Saturday 30 March 2019

Triad of Impairments Part One - Communication Impairment.

Earlier this year, I was asked to present at a professional development for early childhood educators. The presentation? All about Autism and Sensory Processing Difficulties.

The presentation was received so well that I thought that I would use part of my presentation on my blog as I'm often asked questions about Autism and O and L. So here goes!! Part One focusing on the Triad of Impairments.

Individuals who have been diagnosed with Autism commonly have difficulties in three main areas, known as the Triad of Impairments. These areas are ....

1. Communication Impairment
2. Impairment in Social Interaction
3. Restricted and Repetitive Behaviours, activities and interests.

Before we begin to discuss these three areas, keep in mind that many of these traits are present in typically developing children. The difference in those diagnosed with ASD, is the intensity in which these traits present. In a child with ASD, the traits are much, much more intense and they are ongoing. I’m going to refer to children with Autism but all of these traits may be present in Autistic adults as well.

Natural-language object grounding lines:

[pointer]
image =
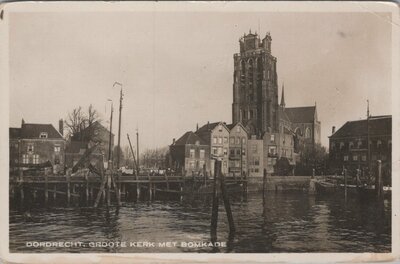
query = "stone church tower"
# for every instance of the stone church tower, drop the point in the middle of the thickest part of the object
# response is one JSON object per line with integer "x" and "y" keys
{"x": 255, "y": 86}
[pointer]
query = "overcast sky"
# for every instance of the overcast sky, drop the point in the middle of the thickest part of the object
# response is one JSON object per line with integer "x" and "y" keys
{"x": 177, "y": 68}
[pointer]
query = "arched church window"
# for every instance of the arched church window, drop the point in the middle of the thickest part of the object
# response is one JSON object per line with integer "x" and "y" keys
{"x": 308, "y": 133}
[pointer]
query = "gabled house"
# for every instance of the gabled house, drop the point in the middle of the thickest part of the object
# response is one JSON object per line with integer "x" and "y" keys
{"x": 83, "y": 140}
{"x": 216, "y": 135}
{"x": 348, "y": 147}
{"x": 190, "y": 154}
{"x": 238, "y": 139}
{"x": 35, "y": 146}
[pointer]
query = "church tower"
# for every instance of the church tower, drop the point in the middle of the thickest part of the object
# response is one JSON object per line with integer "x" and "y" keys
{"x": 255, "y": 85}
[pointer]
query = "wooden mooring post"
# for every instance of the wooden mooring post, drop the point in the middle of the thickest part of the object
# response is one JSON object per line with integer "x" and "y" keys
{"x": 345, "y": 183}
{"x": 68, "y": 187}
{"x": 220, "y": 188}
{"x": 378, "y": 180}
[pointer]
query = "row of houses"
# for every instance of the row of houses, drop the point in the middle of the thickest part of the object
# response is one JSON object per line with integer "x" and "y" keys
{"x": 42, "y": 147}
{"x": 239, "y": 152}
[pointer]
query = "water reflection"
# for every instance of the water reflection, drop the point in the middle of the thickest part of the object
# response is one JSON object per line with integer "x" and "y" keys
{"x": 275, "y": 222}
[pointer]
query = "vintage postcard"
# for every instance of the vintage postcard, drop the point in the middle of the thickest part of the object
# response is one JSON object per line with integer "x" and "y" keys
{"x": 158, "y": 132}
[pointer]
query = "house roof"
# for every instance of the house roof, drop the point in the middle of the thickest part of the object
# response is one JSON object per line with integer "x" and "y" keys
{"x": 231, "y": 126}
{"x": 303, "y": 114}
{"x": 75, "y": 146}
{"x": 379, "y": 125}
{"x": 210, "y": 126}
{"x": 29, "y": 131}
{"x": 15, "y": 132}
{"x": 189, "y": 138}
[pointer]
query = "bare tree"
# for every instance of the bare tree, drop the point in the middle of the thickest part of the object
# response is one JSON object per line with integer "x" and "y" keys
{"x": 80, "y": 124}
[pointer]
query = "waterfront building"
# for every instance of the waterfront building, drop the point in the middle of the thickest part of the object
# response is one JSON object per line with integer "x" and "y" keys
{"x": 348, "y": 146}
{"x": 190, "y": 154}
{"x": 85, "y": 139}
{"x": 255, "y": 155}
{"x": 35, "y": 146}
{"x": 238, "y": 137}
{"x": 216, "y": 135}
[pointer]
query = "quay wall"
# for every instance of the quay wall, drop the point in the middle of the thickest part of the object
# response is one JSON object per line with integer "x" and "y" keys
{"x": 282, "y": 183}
...
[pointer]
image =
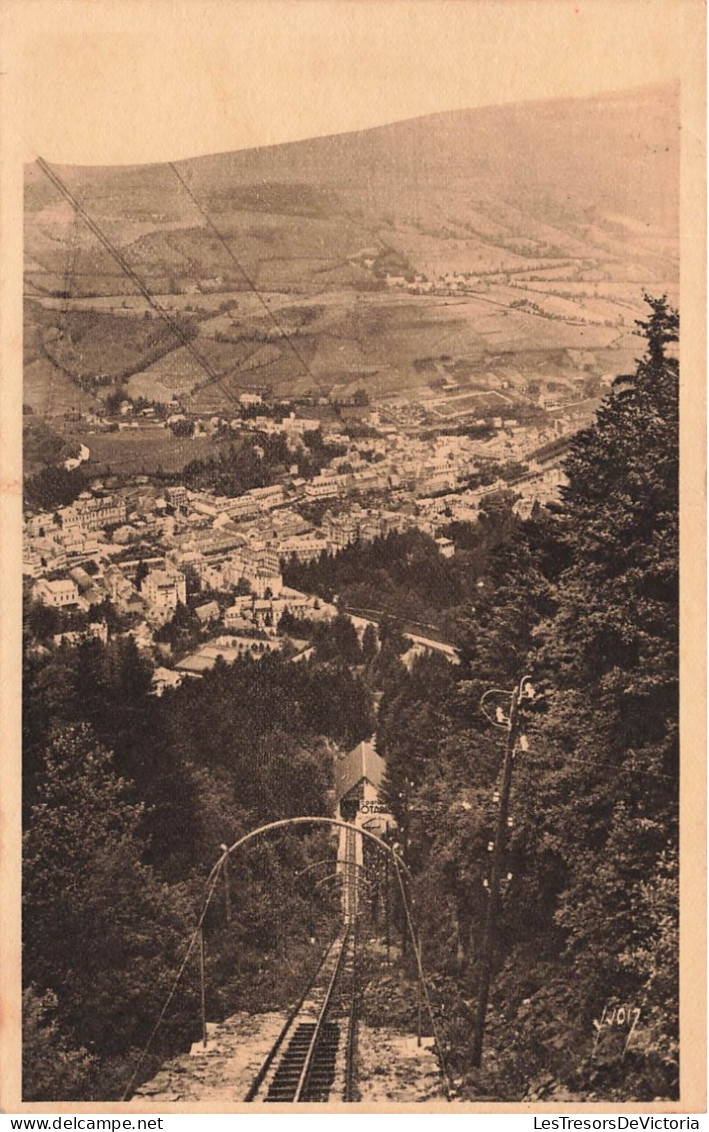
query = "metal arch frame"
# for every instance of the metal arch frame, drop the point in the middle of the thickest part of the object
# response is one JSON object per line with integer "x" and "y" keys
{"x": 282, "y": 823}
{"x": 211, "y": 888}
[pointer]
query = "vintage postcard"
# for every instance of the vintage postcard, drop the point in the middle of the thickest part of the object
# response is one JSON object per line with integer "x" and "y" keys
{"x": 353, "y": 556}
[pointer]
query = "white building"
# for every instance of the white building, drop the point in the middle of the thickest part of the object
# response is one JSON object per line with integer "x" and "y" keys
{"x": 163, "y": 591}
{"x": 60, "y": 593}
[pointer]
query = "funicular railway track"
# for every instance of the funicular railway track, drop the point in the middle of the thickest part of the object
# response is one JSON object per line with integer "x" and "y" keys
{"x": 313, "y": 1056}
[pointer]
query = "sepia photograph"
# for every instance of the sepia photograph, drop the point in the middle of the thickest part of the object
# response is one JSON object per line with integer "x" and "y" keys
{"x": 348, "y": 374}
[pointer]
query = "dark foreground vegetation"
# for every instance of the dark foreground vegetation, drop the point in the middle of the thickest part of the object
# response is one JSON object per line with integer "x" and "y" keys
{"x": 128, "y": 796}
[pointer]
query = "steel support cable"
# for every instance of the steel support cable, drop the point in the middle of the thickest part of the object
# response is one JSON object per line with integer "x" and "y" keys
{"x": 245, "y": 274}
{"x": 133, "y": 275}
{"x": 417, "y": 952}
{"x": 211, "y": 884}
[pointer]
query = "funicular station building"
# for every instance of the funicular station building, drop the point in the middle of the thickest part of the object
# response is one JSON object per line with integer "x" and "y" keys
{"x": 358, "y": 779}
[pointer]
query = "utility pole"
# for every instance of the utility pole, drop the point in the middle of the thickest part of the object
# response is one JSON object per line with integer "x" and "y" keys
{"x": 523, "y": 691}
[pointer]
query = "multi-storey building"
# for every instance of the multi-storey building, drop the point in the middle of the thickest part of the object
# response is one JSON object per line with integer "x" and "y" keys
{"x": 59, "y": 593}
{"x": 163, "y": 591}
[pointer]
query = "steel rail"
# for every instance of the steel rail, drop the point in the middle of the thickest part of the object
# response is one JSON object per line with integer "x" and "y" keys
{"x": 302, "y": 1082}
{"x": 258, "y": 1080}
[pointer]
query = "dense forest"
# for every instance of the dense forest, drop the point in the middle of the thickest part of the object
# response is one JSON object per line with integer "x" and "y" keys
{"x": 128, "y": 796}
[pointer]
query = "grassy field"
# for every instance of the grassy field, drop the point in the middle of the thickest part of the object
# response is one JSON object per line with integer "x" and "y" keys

> _Requirement_: Reproduce the stretch of the Triad of Impairments post from "1. Communication Impairment" through "adults as well." word for word.

> _Your response_:
1. Communication Impairment
2. Impairment in Social Interaction
3. Restricted and Repetitive Behaviours, activities and interests.

Before we begin to discuss these three areas, keep in mind that many of these traits are present in typically developing children. The difference in those diagnosed with ASD, is the intensity in which these traits present. In a child with ASD, the traits are much, much more intense and they are ongoing. I’m going to refer to children with Autism but all of these traits may be present in Autistic adults as well.